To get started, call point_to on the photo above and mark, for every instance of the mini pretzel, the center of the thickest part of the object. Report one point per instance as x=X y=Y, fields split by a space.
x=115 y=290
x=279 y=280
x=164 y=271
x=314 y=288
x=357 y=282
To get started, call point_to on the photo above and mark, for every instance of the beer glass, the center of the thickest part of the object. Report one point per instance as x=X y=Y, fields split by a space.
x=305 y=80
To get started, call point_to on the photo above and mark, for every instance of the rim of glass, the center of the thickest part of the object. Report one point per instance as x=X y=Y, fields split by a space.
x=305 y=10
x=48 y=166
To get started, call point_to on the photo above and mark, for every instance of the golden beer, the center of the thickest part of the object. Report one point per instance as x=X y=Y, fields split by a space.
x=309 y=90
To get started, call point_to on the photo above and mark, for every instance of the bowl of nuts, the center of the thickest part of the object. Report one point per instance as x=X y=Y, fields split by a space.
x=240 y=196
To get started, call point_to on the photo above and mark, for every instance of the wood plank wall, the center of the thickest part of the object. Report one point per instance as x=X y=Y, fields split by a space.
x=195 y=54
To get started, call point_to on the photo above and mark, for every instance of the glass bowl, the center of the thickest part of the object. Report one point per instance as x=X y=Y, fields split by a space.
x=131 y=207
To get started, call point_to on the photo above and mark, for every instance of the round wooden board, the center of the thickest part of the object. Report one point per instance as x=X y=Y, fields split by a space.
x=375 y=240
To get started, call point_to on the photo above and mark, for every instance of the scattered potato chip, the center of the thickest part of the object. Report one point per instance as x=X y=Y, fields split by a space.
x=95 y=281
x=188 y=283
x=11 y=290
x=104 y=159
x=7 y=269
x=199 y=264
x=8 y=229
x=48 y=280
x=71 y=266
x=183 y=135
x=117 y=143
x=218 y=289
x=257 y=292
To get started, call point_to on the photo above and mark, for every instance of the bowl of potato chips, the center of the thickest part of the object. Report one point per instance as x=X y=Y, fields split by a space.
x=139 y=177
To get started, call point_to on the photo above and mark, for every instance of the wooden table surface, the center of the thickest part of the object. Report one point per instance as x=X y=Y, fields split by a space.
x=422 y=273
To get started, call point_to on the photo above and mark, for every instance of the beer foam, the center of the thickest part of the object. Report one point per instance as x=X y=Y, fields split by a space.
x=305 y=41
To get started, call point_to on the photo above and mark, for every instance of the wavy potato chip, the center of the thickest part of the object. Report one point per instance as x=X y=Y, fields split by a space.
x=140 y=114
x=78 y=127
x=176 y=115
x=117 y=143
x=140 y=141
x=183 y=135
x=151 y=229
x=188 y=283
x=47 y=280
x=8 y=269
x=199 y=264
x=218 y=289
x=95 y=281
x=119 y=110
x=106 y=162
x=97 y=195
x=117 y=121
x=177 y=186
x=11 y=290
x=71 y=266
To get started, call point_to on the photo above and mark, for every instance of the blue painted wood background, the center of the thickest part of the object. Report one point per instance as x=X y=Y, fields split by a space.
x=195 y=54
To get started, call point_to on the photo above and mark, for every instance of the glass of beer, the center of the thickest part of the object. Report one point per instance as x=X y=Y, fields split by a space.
----
Starting at the line that contains "beer foam, the", output each remaining line of the listing, the last line included, exactly as it appears.

| Response to the exercise |
To get started, call point_to on the photo above and mark, for every instance of the beer foam, the center of the thickest part of the object. Report one point per instance as x=X y=Y, fields split by a space.
x=305 y=41
To get started, call point_to on the photo above and mark, for every instance of the wavy potato chip, the center of the thickest part of the object. Report one point per instance as x=X y=Y, fields split by a space.
x=140 y=114
x=78 y=127
x=176 y=115
x=117 y=143
x=140 y=141
x=183 y=135
x=151 y=229
x=188 y=283
x=47 y=280
x=8 y=269
x=199 y=264
x=218 y=289
x=95 y=281
x=119 y=110
x=106 y=162
x=97 y=195
x=117 y=121
x=177 y=186
x=11 y=290
x=71 y=266
To get started, call point_to on the photo above and mark, for every instance of the blue painted wood background, the center of the thickest part of the object. Report one point per instance as x=X y=Y, fields split by a space.
x=195 y=54
To get started, call point_to on the photo above and mark, for every instance of the glass of beer, the center of the thickest part of the object. Report one point per instance as x=X y=Y, fields split by a space.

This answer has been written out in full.